Begin Exercise materials

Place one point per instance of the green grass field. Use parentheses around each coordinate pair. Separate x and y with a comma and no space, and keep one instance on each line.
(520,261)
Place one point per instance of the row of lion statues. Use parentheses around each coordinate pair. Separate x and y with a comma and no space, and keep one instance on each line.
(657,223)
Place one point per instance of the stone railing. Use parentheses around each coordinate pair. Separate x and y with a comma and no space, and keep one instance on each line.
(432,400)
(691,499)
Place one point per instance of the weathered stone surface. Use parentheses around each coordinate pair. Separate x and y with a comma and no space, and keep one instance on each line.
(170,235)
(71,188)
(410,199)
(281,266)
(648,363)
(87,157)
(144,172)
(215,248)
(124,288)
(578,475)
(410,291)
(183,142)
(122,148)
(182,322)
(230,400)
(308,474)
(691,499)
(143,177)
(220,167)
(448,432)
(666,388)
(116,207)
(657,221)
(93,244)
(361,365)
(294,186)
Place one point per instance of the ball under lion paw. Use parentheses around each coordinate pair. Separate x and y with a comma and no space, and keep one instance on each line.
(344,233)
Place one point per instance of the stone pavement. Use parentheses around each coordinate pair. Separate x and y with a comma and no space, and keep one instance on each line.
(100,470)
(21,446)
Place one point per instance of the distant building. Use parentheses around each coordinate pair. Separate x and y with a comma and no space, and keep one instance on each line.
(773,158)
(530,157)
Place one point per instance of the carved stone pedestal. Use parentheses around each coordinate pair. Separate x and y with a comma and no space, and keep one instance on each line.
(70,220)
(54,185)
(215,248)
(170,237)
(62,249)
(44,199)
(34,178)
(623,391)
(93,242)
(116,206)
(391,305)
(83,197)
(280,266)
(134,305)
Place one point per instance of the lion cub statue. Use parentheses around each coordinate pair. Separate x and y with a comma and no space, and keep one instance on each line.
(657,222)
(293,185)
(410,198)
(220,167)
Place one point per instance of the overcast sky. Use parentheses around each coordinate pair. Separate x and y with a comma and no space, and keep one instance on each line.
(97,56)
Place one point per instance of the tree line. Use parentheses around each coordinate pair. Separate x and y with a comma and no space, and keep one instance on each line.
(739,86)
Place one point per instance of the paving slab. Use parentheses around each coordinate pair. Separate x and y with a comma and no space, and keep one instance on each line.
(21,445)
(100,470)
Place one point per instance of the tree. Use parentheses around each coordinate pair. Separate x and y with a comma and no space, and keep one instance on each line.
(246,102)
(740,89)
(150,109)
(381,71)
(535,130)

End Exercise materials

Task
Reproduce everything from the line containing "Place one point per instance of the paving" down to the end of the records, requests included. Multiply every coordinate in the answers by 0.55, round each to a whole number with halves going up, and output only these lines.

The completed task
Place one point per instance of the paving slab. Use parentheses around each coordinate pair. Separate x and y with a comma and no space, and keep one instance on each line.
(12,245)
(55,259)
Place one point per instance of the tree. Use parentheses around each coordinate pair. Separate x and y with a comma and no space, and keep one instance on each line.
(135,56)
(407,49)
(83,60)
(210,39)
(294,72)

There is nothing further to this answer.